╔══

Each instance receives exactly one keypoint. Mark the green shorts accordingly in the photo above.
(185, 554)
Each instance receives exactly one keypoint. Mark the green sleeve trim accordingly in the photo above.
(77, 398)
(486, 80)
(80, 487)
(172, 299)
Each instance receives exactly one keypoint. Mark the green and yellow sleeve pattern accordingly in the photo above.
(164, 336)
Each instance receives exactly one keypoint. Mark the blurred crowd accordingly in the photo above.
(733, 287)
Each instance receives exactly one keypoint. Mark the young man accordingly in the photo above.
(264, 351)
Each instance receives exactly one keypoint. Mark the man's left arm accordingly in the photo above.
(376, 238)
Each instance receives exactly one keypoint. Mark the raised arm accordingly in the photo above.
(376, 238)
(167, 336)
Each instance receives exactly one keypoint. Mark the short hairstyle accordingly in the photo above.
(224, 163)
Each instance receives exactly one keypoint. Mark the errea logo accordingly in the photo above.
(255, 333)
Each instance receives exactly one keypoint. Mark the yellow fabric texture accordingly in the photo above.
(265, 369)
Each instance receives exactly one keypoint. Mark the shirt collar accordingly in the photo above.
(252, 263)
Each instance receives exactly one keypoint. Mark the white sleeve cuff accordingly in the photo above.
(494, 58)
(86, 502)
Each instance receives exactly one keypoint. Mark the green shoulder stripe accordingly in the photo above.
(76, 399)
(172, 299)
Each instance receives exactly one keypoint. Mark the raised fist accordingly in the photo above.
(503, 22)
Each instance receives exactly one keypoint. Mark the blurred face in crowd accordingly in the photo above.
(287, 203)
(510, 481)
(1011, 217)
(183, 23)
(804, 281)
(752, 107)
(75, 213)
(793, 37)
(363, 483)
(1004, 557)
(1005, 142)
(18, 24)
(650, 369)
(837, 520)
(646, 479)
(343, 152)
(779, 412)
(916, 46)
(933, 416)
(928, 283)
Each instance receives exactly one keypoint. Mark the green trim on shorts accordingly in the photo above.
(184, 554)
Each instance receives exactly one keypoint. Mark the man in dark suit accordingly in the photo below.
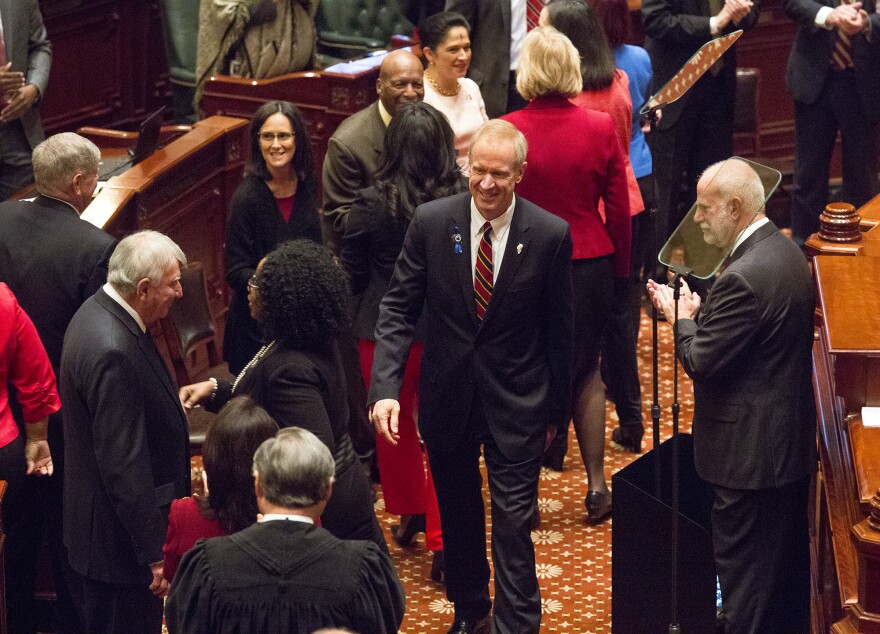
(696, 130)
(498, 28)
(324, 581)
(834, 78)
(494, 274)
(53, 261)
(126, 450)
(25, 60)
(749, 355)
(352, 159)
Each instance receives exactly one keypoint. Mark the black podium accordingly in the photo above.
(641, 546)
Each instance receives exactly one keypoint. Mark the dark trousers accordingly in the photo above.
(702, 135)
(513, 487)
(838, 107)
(620, 370)
(15, 159)
(762, 554)
(111, 608)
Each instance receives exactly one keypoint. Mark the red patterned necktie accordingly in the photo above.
(533, 12)
(841, 55)
(483, 278)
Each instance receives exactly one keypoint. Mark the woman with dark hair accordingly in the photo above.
(300, 296)
(574, 162)
(276, 202)
(607, 89)
(229, 503)
(418, 165)
(446, 45)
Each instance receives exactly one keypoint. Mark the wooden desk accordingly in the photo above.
(846, 377)
(183, 190)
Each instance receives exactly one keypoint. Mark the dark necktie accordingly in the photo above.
(483, 275)
(533, 12)
(841, 55)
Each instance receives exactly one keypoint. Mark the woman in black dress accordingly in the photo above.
(276, 202)
(300, 297)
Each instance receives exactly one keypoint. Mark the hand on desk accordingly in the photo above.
(384, 416)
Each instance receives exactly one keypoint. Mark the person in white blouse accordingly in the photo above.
(446, 45)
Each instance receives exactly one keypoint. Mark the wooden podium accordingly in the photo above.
(182, 190)
(846, 377)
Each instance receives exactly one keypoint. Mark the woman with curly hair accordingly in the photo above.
(229, 505)
(300, 297)
(276, 202)
(418, 165)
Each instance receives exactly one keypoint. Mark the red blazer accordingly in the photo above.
(574, 159)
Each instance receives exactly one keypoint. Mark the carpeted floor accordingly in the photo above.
(573, 559)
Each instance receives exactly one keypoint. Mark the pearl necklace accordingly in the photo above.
(262, 352)
(440, 90)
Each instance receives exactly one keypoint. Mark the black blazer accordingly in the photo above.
(674, 31)
(518, 359)
(809, 62)
(750, 356)
(53, 261)
(370, 247)
(255, 227)
(126, 445)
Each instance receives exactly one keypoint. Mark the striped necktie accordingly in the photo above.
(533, 12)
(483, 277)
(841, 54)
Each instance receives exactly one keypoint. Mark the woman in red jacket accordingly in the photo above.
(574, 161)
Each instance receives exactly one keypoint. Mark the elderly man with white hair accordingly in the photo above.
(127, 450)
(748, 352)
(284, 574)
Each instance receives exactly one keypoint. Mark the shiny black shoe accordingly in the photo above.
(598, 506)
(409, 526)
(482, 626)
(627, 438)
(438, 567)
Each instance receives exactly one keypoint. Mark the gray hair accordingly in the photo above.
(295, 468)
(145, 254)
(61, 157)
(735, 177)
(496, 129)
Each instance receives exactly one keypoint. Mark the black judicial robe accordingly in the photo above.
(284, 576)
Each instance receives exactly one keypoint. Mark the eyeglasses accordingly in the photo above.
(480, 173)
(283, 137)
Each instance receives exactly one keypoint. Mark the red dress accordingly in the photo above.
(186, 526)
(24, 364)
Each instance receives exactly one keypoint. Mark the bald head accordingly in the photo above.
(730, 196)
(400, 80)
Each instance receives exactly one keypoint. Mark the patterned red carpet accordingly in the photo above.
(573, 559)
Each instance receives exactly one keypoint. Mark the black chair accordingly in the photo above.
(191, 337)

╚══

PROMPT
Omitting all images, print the listing exactly.

TASK ANSWER
Each instance receives exactly one keypoint. Mark the green shorts accordingly in the photo above.
(185, 554)
Each instance receives exactly one keypoint. Mark the green sleeve trim accordingly in the photo above.
(77, 398)
(486, 80)
(80, 487)
(172, 299)
Each instance receives exactly one keypoint. Mark the green and yellow sleeve pattern accordingly in the photo above.
(164, 336)
Each instance receives exactly one keypoint. Mark the blurred crowd accordingly in the photo above.
(733, 287)
Each instance receives exactly one keypoint. Mark the young man accordingly in the photo above.
(264, 351)
Each instance receives exactly one keypoint. Mark the man's left arm accordingly in the photo above.
(376, 238)
Each instance receives exactly one keypoint. Mark the raised arm accordingly in the photo above.
(376, 238)
(167, 336)
Each instance receives exactly one keypoint. Mark the short hairstyle accordingly in the photo above.
(224, 163)
Each instance receives exactly one keypoint. Mark the errea logo accordingly in the photo above.
(255, 333)
Each instance receives exactly one keypoint. Mark the yellow fabric texture accordingly in the photo above.
(265, 369)
Each instance receives exactly one keypoint. Mark the shirt collar accordingly in the photo above.
(252, 263)
Each instance receives exactly one keypoint. Mark the white sleeve cuff accordingly in the photo above.
(494, 58)
(86, 502)
Each instance receives exactly one keypoint. Mark the green shoulder stripe accordingly in the photo above.
(76, 399)
(172, 299)
Each instance receives exactly one keypoint. Mark the raised fist accordingly in the photo above.
(503, 22)
Each instance receives exactly one keypoint. Mark the blurred face in crowd accordingly in the photo above.
(287, 203)
(510, 481)
(1011, 217)
(183, 23)
(804, 281)
(752, 107)
(75, 213)
(793, 37)
(363, 483)
(1004, 557)
(1005, 142)
(18, 24)
(650, 369)
(837, 520)
(646, 479)
(343, 152)
(779, 412)
(916, 46)
(933, 416)
(928, 283)
Each instance receives exactly one keypoint. Mark the green trim on shorts accordingly in the photo above.
(184, 554)
Each instance receives exactly one keypoint. Mark the man in dark suit accordingly in the photo below.
(696, 130)
(498, 28)
(324, 581)
(834, 78)
(494, 274)
(53, 261)
(126, 450)
(25, 60)
(749, 355)
(352, 159)
Each instance receives exactly one keypoint. Mark the black podium accordingly in the photo above.
(641, 546)
Each instance receives exactly one keypoint. Mark the dark trousers accordingly in the photo above.
(702, 135)
(513, 487)
(838, 107)
(620, 370)
(15, 159)
(762, 554)
(111, 608)
Each instance receives exactly one keypoint. Mark the red patterned necktie accordingly in the photo above.
(533, 12)
(841, 55)
(483, 278)
Each instance receives exactly one keypoint. Mark the woman with dark hair accordingly in the photo above.
(300, 296)
(574, 162)
(276, 202)
(607, 89)
(229, 503)
(418, 165)
(446, 45)
Each instance receives exactly one keypoint. Mark the wooden desk accordingly in the photo above.
(846, 377)
(183, 190)
Each instance receives exactly one keypoint. Mark the dark necktie accordingly in the photo above.
(483, 275)
(533, 12)
(841, 55)
Each instance receives exactly one keypoint. Mark the woman in black dress accordingly in the photo above.
(276, 202)
(300, 297)
Each instance receives exactly one keypoint. Mark the hand on desk accordingly in the photo above.
(384, 416)
Each instance receives exactly one keypoint. Mark the person in white blouse accordingly in the photo above.
(446, 45)
Each instance receives exactly one keypoint. Mark the wooden podium accordingly in the photo above.
(182, 190)
(846, 377)
Each instance receives exactly one keypoint. Mark the woman with curly hair accordingly in the photo above.
(229, 505)
(300, 297)
(276, 202)
(418, 165)
Each instance receives exactly one keypoint. Mark the red blazer accordingly in the photo above.
(574, 159)
Each instance receives exactly one keypoint. Mark the carpeted floor accordingly in the photo above.
(573, 559)
Each instance receives exactly one keypoint. Mark the pearl necklace accordingly in the photo above.
(262, 352)
(440, 90)
Each instance receives exactly one keypoint. Mark the black blazer accordingly in the photo above.
(674, 31)
(518, 359)
(809, 62)
(750, 356)
(53, 261)
(370, 247)
(255, 227)
(126, 445)
Each instance receives exactly one keypoint. Mark the striped necktie accordingly in the photo above.
(533, 12)
(483, 277)
(841, 54)
Each instance receives exactly one keypoint. Mark the woman in red jacket accordingly in the photo above.
(574, 161)
Each instance receives exactly one keypoint. Mark the elderly man with white hair accordingly in the photo above.
(127, 450)
(748, 352)
(284, 574)
Each instance receives exactly one keypoint. Mark the shiny black shoe accordingly in the photo above.
(598, 506)
(409, 526)
(482, 626)
(627, 438)
(438, 567)
Each instance receives exactly one keypoint. Mark the gray hair accordingly in the photo above.
(295, 468)
(145, 254)
(61, 157)
(735, 177)
(496, 129)
Each instance receives exactly one keypoint. Mark the black judicial robe accordingly in the photo above.
(284, 576)
Each instance receives exactly one keypoint. Mark the eyeglasses accordingly in the photo above.
(480, 173)
(283, 137)
Each instance receives exactly one keypoint. Mark the red dress accordingly in the photo above.
(186, 526)
(24, 364)
Each instance receives exactly one keypoint. Mark the bald head accordingly in the photo above.
(730, 196)
(400, 80)
Each instance receives exactly one keypoint. Mark the patterned red carpet accordingly in the photo above.
(573, 559)
Each instance receives exactly one keypoint. Mark the black chair accordingly in the photo above.
(191, 337)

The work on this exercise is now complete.